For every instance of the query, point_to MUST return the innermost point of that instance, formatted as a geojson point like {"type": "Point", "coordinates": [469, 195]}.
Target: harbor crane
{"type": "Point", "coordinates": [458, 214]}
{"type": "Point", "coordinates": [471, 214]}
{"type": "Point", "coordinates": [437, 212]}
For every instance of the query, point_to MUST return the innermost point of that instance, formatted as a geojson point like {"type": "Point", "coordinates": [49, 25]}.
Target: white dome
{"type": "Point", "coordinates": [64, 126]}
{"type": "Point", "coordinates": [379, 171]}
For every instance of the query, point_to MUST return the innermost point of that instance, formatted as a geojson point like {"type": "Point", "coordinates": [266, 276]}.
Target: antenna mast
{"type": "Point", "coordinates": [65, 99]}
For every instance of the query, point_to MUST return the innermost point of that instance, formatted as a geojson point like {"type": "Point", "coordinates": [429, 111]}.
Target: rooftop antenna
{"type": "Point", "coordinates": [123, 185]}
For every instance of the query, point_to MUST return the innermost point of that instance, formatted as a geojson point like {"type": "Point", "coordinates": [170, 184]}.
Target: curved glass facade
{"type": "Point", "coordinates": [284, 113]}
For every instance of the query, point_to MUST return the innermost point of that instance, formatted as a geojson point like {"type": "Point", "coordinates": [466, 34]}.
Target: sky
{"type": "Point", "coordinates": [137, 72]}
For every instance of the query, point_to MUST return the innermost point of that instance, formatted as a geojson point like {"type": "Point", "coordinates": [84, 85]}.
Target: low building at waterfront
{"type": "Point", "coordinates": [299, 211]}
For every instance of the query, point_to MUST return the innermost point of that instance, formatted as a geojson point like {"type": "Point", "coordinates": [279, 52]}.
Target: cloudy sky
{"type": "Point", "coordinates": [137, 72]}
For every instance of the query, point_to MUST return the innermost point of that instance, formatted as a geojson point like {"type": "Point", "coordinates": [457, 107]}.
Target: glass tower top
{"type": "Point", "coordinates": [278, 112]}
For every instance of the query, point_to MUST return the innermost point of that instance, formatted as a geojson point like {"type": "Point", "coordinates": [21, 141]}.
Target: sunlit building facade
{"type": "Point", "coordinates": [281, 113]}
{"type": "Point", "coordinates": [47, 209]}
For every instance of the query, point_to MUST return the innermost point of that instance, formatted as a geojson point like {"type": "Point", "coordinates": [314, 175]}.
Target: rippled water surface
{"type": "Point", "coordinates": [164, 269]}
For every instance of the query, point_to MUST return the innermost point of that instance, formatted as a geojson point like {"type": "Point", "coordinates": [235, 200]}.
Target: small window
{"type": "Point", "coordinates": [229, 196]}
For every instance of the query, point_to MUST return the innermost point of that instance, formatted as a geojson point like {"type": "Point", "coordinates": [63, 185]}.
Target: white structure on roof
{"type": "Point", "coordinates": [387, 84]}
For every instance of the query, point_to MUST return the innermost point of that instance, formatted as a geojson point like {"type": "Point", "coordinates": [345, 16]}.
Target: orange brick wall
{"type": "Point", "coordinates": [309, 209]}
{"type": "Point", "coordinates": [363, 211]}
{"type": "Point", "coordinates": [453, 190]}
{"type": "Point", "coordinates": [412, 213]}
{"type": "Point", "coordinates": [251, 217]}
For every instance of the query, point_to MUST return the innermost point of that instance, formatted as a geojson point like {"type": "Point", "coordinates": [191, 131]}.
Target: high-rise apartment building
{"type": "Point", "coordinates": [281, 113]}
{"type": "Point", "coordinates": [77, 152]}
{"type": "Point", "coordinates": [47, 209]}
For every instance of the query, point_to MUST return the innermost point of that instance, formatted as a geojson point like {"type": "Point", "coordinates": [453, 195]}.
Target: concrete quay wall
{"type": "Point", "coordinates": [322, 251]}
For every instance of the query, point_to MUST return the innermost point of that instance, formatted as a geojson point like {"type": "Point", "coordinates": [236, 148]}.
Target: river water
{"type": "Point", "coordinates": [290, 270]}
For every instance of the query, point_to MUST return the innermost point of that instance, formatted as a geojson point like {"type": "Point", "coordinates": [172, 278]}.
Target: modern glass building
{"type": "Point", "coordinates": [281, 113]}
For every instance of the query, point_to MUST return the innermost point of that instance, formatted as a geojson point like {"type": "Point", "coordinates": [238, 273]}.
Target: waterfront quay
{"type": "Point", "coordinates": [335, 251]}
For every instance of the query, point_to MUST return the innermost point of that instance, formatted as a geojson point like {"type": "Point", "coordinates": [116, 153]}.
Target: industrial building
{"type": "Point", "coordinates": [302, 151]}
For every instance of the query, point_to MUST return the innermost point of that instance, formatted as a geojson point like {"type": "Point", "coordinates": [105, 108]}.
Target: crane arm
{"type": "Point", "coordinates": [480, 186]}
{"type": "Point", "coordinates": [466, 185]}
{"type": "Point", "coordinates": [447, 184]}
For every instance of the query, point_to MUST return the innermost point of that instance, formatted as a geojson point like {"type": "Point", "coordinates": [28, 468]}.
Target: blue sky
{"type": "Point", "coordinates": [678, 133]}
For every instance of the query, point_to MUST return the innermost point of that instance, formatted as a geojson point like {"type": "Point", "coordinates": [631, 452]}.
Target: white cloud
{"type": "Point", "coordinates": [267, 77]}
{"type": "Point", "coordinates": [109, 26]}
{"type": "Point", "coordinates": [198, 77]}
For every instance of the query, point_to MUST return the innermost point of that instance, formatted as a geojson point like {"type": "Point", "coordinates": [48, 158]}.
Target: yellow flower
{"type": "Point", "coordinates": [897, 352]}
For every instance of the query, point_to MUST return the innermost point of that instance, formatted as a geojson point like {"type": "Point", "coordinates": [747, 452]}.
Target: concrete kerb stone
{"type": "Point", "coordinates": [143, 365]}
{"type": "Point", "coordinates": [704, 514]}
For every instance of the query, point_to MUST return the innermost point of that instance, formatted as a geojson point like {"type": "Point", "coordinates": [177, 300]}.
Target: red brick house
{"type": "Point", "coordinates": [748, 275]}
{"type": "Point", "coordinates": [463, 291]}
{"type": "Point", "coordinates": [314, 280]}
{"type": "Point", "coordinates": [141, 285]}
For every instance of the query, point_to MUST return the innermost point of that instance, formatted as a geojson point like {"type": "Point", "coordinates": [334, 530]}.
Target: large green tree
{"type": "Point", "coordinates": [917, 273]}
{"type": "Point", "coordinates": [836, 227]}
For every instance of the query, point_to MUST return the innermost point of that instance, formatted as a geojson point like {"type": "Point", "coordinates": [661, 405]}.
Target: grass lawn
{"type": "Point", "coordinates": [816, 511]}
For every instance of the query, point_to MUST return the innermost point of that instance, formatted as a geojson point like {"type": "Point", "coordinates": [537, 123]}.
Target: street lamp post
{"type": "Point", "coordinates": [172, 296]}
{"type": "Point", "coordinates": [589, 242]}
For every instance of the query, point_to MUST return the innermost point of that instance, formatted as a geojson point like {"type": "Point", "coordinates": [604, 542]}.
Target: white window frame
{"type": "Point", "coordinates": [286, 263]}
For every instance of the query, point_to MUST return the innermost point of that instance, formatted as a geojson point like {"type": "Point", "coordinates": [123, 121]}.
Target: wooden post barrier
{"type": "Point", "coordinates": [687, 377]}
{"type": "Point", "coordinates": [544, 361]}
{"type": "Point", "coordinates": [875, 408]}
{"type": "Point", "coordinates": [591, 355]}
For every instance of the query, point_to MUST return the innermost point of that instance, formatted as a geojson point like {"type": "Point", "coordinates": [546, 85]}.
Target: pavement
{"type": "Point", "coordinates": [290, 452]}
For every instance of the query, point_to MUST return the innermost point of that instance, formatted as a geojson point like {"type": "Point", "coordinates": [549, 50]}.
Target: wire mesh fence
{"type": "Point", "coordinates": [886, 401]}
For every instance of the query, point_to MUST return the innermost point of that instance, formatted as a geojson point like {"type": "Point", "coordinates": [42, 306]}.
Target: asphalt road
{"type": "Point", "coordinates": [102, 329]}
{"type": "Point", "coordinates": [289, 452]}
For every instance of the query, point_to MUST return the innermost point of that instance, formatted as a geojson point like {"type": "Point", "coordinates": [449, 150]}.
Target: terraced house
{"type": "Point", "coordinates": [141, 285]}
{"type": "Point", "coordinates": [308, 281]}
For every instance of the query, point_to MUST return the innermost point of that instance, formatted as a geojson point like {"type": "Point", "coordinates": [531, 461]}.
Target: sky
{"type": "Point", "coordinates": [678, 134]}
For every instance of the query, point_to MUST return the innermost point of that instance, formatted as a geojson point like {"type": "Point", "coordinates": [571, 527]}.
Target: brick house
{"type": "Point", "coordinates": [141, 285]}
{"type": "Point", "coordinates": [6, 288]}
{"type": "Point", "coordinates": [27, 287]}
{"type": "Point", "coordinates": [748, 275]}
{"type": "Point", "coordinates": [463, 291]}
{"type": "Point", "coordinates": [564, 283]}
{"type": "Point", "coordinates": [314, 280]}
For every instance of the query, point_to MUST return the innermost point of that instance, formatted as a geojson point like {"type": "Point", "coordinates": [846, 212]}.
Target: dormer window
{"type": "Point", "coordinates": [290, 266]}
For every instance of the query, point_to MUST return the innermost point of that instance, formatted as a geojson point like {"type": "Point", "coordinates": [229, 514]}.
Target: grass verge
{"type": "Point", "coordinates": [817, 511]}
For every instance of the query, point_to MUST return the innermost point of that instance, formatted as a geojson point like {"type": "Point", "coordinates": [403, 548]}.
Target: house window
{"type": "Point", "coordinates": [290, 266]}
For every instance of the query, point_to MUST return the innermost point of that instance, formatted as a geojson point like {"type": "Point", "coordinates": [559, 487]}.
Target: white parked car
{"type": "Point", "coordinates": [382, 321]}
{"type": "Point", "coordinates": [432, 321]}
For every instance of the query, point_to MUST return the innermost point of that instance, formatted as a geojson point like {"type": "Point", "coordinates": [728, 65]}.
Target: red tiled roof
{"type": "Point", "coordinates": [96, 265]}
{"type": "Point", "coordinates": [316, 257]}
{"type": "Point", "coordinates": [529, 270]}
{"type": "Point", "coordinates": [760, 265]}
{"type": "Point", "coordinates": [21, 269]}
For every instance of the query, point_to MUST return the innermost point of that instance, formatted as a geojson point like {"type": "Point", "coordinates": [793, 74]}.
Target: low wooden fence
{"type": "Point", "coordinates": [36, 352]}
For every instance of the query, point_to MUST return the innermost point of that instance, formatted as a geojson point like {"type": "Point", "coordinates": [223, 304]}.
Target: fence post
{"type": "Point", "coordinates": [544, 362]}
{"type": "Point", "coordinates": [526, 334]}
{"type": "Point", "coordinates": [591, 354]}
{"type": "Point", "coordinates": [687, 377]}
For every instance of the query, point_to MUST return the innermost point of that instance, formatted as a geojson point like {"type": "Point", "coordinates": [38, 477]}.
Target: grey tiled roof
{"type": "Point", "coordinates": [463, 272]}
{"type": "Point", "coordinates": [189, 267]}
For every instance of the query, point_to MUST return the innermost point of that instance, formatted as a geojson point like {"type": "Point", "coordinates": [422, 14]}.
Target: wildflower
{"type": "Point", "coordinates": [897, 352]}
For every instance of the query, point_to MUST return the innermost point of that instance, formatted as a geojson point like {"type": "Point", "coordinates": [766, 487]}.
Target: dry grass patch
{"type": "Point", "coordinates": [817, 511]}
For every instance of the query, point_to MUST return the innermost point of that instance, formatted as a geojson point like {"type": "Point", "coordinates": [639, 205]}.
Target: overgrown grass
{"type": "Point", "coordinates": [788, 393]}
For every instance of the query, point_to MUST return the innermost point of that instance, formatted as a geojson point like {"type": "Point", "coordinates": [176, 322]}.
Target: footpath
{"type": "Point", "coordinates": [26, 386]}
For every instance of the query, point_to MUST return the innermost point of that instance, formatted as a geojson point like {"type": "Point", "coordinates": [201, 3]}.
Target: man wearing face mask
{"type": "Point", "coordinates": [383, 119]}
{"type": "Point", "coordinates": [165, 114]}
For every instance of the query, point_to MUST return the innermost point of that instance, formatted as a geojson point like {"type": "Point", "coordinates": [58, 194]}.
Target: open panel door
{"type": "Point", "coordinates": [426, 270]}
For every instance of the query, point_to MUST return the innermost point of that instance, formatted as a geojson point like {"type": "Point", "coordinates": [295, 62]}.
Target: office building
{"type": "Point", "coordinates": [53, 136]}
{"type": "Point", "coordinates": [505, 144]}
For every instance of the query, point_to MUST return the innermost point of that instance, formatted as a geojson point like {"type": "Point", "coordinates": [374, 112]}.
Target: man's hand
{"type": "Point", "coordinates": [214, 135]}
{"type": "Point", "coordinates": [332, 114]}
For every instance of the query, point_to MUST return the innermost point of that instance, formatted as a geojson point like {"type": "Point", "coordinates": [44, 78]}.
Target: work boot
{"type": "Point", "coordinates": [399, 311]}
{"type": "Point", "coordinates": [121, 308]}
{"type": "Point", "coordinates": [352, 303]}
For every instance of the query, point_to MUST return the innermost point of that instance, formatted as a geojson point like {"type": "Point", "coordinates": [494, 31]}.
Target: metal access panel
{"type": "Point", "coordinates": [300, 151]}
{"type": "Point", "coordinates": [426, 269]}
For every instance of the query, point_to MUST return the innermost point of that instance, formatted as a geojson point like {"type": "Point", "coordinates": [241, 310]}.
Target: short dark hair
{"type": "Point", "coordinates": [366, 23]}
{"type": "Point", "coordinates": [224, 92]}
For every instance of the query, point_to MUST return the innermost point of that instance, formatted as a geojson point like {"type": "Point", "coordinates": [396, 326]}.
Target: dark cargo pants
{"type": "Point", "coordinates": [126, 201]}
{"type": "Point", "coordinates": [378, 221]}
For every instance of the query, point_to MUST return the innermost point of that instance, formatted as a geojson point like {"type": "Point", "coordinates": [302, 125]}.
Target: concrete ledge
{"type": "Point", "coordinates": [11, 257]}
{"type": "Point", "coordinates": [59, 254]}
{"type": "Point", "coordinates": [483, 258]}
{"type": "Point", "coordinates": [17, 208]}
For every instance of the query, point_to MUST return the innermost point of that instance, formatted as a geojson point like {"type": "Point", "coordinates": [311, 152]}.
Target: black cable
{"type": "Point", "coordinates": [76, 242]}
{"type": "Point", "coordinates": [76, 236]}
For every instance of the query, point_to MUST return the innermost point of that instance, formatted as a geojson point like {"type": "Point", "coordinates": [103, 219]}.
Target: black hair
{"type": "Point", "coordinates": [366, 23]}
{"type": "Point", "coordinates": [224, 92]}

◆ **Your instructions**
From the records above, keep only the lines that contain the word "hair" and copy each of them in full.

◆ **Response**
Target: short dark hair
Target: black hair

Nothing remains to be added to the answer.